(Passage shown Opens)
Equipment failures may arise during the most unexpected times. When this happens, it could lead to unplanned downtime in production and expensive replacement of inefficient parts. In addition, machine failure may also lead to environmental and safety concerns. However, these situations may be avoided by applying predictive maintenance techniques. This process for monitoring equipment efficiency allows you to identify any deterioration in the machine. With regular monitoring of equipment, you can avoid unplanned maintenance and expensive operational costs.
What Is Vibration Analysis
Vibration monitoring or analysis is the most widely utilized predictive maintenance techniques, and this process can be applied to various types of rotating equipment. Machine vibration is produced in many sources such as gears, bearings, and unbalance. These sources can have a serious effect on the overall vibration of the machine, depending on the resonances, damping, and transfer function.
Each vibration source has unique characteristic frequencies. In simple machines, for instance, it may be possible to use vibration analysis at low speeds. This technique is used frequently on wind turbines, where rotor speed ranges between 5 and 30 rpm. Wind turbines generate bearing defect and gear mesh vibration frequencies. However, the complex vibration signals can be challenging to analyze.
Categories of Vibration Analysis
Vibration analysis can be characterized into of three categories such as detection, prognosis, and diagnosis. Detection uses a basic method of vibration measurement, where the level of vibration is measured by using a broadband source. Typically, the range used is 10 to 1000Hz or 10 to 10000Hz. When machines have little vibrations, the “spiky” appearance of the vibration frequency revealed by the Crest Factor may imply early signs of defects. When there is high energy level presented by the RMS level may show serious defects in the machine. This form of measurement may be useful for trending or plotting the vibration levels to predict the right time for the machine to be repaired.
Broadband vibration measurement may also serve as a way to detect or identify faulty machines. This will allow specialists to diagnose or indicate the cause of the fault such as bearing damage, misalignment, or deterioration. Vibration measurement can also be used with frequency analysis in indicating the source and development of a fault.
Upon detection and diagnosis of the fault, specialists give a prognosis on the possible failure or remaining life of the equipment. However, it is important to monitor the fault regularly to determine the time when the machine may experience similar issues or when it is necessary to take the equipment out of service.
Benefits and Limitations of Vibration Analysis
Vibration analysis can be done simply by measuring the Root Mean Square (RMS) vibration of the bearing housing. A wide frequency range of 10 to 1000Hz is used to measure the vibration. The measurements obtained can be trended for a certain period, and these will be compared with pre-alarm, alarm levels, or other known vibration levels. Trending can help indicate any change in the machine’s overall condition. Vibration measurement can also be compared by using general standards.
Early signs of bearing defects can be detected by using the Crest Factor. When the fault develops, short bursts or peaks of high energy are formed. These bursts increase the level of vibration signal, although there may be insignificant effects on the RMS level. As the fault becomes severe, more peaks are produced and these cause a decrease in the Crest Factor.
Although this predictive maintenance technique may use simple methods and have low-cost features, vibration measurement may be less sensitive in detecting initial stages of defects. In most cases, the technique is suitable for diagnosing advanced conditions of faults. Incipient defects produce low vibration, and any changes in the bearing condition may be difficult to identify.
With great demands on increased efficiency and high quality output, it is important to understand the overall condition of machines or equipment in the facility. Vibration analysis allows you to detect faults, so you can come up with an effective maintenance strategy. Your company can prevent untimely machine failure and expensive repair or replacement costs. With predictive maintenance techniques such as vibration analysis, your company will have an increase in production, zero instances of unplanned equipment failure, and a high return on investment.
What about you? Does your company implement a predictive maintenance program? Why or why not?
(Passage shown Closes)
(Entries shown Opens)
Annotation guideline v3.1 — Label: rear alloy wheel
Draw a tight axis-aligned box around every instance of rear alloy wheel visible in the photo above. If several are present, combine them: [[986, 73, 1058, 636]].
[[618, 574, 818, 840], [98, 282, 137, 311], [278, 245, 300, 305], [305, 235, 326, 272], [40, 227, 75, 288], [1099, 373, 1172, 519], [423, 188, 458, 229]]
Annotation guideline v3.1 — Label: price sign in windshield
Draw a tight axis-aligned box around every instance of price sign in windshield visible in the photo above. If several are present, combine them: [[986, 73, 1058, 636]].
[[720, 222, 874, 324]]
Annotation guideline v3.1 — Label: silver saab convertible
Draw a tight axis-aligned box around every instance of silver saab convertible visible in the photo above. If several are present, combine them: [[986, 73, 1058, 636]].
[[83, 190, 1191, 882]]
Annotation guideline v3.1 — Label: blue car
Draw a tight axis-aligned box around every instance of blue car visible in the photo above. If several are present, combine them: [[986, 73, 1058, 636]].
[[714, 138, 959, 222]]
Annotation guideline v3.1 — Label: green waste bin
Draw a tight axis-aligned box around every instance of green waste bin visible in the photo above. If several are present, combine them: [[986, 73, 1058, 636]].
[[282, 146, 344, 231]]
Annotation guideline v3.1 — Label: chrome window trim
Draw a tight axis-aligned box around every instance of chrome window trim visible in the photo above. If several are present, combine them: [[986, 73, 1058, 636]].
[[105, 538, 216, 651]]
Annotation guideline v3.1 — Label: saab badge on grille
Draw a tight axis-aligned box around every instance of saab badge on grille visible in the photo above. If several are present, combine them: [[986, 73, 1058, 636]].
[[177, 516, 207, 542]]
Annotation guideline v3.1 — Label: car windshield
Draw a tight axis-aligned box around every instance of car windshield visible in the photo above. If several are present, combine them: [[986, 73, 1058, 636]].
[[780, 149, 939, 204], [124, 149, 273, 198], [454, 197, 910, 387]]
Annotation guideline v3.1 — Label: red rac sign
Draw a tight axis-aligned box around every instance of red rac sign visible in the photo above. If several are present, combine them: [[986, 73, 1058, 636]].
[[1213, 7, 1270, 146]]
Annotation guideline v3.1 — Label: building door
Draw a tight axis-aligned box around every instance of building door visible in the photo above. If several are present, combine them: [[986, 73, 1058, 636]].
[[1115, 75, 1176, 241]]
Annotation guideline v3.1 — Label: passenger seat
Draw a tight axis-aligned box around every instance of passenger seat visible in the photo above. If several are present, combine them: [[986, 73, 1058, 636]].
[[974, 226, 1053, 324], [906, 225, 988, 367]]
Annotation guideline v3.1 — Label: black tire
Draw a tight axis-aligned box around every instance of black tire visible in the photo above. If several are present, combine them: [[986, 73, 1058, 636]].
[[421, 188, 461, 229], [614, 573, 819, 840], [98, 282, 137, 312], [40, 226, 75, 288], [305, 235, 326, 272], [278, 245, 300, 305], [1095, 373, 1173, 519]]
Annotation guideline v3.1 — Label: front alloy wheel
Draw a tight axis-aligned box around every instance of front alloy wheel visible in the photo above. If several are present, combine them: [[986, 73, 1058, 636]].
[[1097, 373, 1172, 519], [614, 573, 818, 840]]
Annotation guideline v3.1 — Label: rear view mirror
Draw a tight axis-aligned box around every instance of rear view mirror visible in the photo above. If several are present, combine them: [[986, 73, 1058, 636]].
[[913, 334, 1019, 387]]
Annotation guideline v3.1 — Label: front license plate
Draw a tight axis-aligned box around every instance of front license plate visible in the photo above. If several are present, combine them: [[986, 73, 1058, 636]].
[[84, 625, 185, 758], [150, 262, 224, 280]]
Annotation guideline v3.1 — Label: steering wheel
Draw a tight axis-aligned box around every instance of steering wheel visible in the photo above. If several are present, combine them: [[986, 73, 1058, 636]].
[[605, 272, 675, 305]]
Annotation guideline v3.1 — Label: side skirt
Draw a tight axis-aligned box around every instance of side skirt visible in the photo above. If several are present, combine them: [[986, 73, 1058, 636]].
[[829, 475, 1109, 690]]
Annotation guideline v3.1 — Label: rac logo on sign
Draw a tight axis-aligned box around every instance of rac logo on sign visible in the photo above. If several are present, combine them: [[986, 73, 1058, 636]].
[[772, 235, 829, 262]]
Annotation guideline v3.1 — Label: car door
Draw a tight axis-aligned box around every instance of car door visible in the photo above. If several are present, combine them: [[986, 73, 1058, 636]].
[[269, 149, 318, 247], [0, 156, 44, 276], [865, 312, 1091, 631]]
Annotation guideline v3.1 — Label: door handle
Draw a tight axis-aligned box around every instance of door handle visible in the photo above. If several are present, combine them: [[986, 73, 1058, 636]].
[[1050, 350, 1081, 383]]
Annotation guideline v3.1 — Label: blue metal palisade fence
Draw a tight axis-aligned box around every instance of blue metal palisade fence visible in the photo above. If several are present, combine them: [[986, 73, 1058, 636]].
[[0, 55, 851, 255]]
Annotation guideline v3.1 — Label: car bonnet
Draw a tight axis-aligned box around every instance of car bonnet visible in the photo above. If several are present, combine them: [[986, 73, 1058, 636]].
(Entries shown Closes)
• **Required action A**
Answer these about the vibration analysis text:
(i) What rotor speed range does it give for wind turbines?
(ii) Into which three categories does it say vibration analysis can be characterized?
(iii) What causes the Crest Factor to decrease as a fault becomes severe?
• **Required action B**
Revise the vibration analysis text, giving the stretch from "What Is Vibration" through "and transfer function." with "gears" changed to "couplings".

• **Result A**
(i) Between 5 and 30 rpm.
(ii) Detection, prognosis, and diagnosis.
(iii) More peaks are produced.

• **Result B**
What Is Vibration Analysis
Vibration monitoring or analysis is the most widely utilized predictive maintenance techniques, and this process can be applied to various types of rotating equipment. Machine vibration is produced in many sources such as couplings, bearings, and unbalance. These sources can have a serious effect on the overall vibration of the machine, depending on the resonances, damping, and transfer function.